Samson (Critique)

Samson

de : Jean-Philippe RAMEAU
Livret : Voltaire
Direction musicale : Raphaël PICHON
Mise en scène : Claus GUTH
Scénographie : Étienne PLUSS
Costumes : Ursula KUDRNA
Dramaturgie : Yvonne GEBAUER
Lumières et création vidéo : Bertrand COUDERC
Chorégraphie : Sommer ULRICKSON
Son : Mathis NITSCHKE
Collaboration à l’écriture : Eddy GARAUDEL
Reprise de la mise en scène : Romain GILBERT
Assistant à la direction musicale: Sammy EL GHADAB Artiste de l’Académie
Reprise de la chorégraphie : Gal FEFFERMAN
Assistante costumes : Coline PRIVAT
Assistant lumières : Gilles BOTTACCHI
Coordinatrice d’intimité : Sara BRODIE
Directeur d’études musicales : Pierre GALLON

Avec :
Jarrett OTT, Ana Maria LABIN, Julie ROSET, Mirco PALAZZI, Laurence KILSBY, Camille CHOPIN, Richard PITTSINGER, René RAMOS, Andrea FERREOL, Pascal LIFSCHUTZ, Léon PROST ou Isaac MUNIESA,
Krausz Theo EMIL, Gal FEFFERMAN, Victoria McCONNELL, Manuel MEZA, Rouven PABST, Francesco PACELLI, Dan PELLEG, Marion PLANTEY, Robin ROHRMANN, Victor VILLARREAL, Marko WEIGERT, Alexandre CHARLET, Adrian CONQUET , Philippe GOUMAS, Hugo COLLIN

Choeur et Orchestre : Ensemble Pygmalion

Et avec les enfants de la Maîtrise Populaire de l’Opéra-Comique – en alternance

A L’opera Comique

Jusqu’au 23 Mars 2025

C’est encore une jolie proposition que fait l’Opéra Comique avec cette version de Samson.

Ici, l’œuvre mêle habillement chant, musique, jeu parlé, danse avec pour chaque spécialité intrinsèquement liée aux autres un niveau très élévé. Dès les premières notes jouées par l’orchestre, on est pris d’une très agréable confusion sensorielle. Elle est, presque immédiatement confirmée par le chant entonné par le chœur. On frisonne devant tant d’application, tant de beauté dans l’écriture de la partition. Des siècles après sa composition, elle sonne toujours avec modernité. Jean-Philippe RAMEAU, en avance sur son époque ? A n’en pas douter oui mais c’est aussi le directeur musical, Raphaël PICHON , qui a su insuffler cette vigueur à la partition. Une partition qui se révèle, du fait de la censure que le livret de Samson écrit par Voltaire avait subi à l’époque, être un patchwork d’opéras divers et variés. C’est sûrement cette singularité qui fait que chaque morceau est très contrasté.

Jarrett OTT, dans le rôle de Samson, incarne la force bien au-delà encore que dans le lyrisme. Tout chez lui révèle la puissance de son personnage. Il est sur scène accompagné de deux de ses amours, Timna et Dalila, respectivement , Julie ROSET et Ana Maria LABIN, elles aussi, impressionnantes par leur voix. Ana Maria LABIN se pose en parfaite tragédienne. Elle se permet un écart heureux quand elle disgresse de la partition pour donner une syllabe plus théâtrale. Tous les artistes sur scène offrent une interprétation enlevée jusqu’aux combats chorégraphiés d’un esthétisme, d’un graphisme ahurissants.

**Exploration du document:**
1. Recopiez tout le passage de la critique de Samson qui va de « Ici, l’œuvre mêle » jusqu'à « est très contrasté. » inclus.
2. Poursuivez la rédaction de la critique de Samson en reprenant juste après sa dernière phrase.

**Données fournies:**
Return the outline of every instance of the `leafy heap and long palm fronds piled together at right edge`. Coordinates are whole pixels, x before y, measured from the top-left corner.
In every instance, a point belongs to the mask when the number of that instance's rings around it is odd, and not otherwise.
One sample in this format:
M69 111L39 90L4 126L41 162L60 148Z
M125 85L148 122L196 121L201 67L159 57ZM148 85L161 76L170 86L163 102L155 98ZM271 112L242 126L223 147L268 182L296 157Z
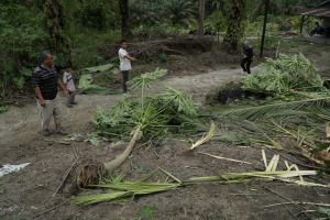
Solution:
M242 88L272 97L221 107L212 112L221 121L220 141L263 145L301 154L319 164L330 162L330 92L309 61L282 55L261 65L257 74L242 79ZM288 99L286 99L288 98ZM288 101L289 100L289 101ZM246 106L248 103L248 106ZM224 129L224 130L223 130Z

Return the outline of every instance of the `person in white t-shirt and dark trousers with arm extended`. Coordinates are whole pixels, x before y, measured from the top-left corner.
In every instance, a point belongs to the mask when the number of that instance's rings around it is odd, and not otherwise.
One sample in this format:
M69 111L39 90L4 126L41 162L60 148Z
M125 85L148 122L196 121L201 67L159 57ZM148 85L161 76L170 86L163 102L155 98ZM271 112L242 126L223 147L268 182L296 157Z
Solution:
M118 52L118 56L120 61L119 69L122 73L122 87L124 94L128 92L127 82L129 80L129 73L132 69L131 61L136 61L134 57L129 55L127 48L128 48L128 42L125 40L122 40L120 42L120 50Z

**Réponses aux consignes:**
1.
Ici, l’œuvre mêle habillement chant, musique, jeu parlé, danse avec pour chaque spécialité intrinsèquement liée aux autres un niveau très élévé. Dès les premières notes jouées par l’orchestre, on est pris d’une très agréable confusion sensorielle. Elle est, presque immédiatement confirmée par le chant entonné par le chœur. On frisonne devant tant d’application, tant de beauté dans l’écriture de la partition. Des siècles après sa composition, elle sonne toujours avec modernité. Jean-Philippe RAMEAU, en avance sur son époque ? A n’en pas douter oui mais c’est aussi le directeur musical, Raphaël PICHON , qui a su insuffler cette vigueur à la partition. Une partition qui se révèle, du fait de la censure que le livret de Samson écrit par Voltaire avait subi à l’époque, être un patchwork d’opéras divers et variés. C’est sûrement cette singularité qui fait que chaque morceau est très contrasté.

2.
Pour renforcer la dramaturgie de l’histoire, la mise en scène est audacieuse et sophistiquée. Claus GUTH a pris le parti de donner l’action dans un lieu plus comtemporain que le palais à colonnades présenté dans la Bible. On est sans cesse face à des tableaux qui portent bien leur nom, tant, ils semble tout droit empruntés à des toiles exposées au musée. On notera, d’ailleurs, un rappel à la cène comme un pied de nez à la censure religieuse de l’œuvre lyrique de Voltaire et aux récents débats que suscite la prétendue reprise du repas des Dieux dans diverses manifestations artistiques.

Un autre coup de génie dont on se fera témoin, c’est que la scénographie relève tantôt du réalisme tantôt de la science-fiction. Il joue avec les lieux et les époques mais aussi avec la lumière qui devient un élément de narration à part entière. Pour renforcer encore ce jeu sur le temps, l’espace et ce flirt avec la science-fiction, chaque drame sanglant se ponctue d’un rideau virtuel (à voir pour comprendre) agissant comme un curseur sur un écran qui ferait redescendre la tension. On retrouve ce curseur sous d’autres formes pour une lecture qui replace le contexte dans une chronologie décalée. On notera aussi que la scène s’offre, avant la représentation, à la vue du public. Celui-ci étant déjà face au drame qui s’est produit. Quand ? Comment ? Des clés seront données, d’autres seront à inventer.

Raphaël PICHON et Claus GUTH font de ce Samson un opéra qui bouscule et innove en maintenant les origines de la création. C’est fantasmagorique !


L’histoire

On connaît la force surhumaine de Samson et sa passion fatale pour Dalila. Mais Samson, c’est aussi une naissance annoncée par un ange, une élection divine qui fait de lui un libérateur et un juge. Et c’est encore l’impossible maîtrise de soi, l’aveuglement au propre comme au figuré, les écueils amoureux. Le héros est marqué par la fatalité.

Sur ce personnage issu du Livre des Juges, Voltaire ambitionnait d’offrir à Rameau un livret d’opéra plus philosophique qu’académique. Mais les censeurs royaux refusèrent de voir l’histoire sainte traînée sur la scène profane. Rameau renonça donc et recycla sa partition dans ses œuvres ultérieures.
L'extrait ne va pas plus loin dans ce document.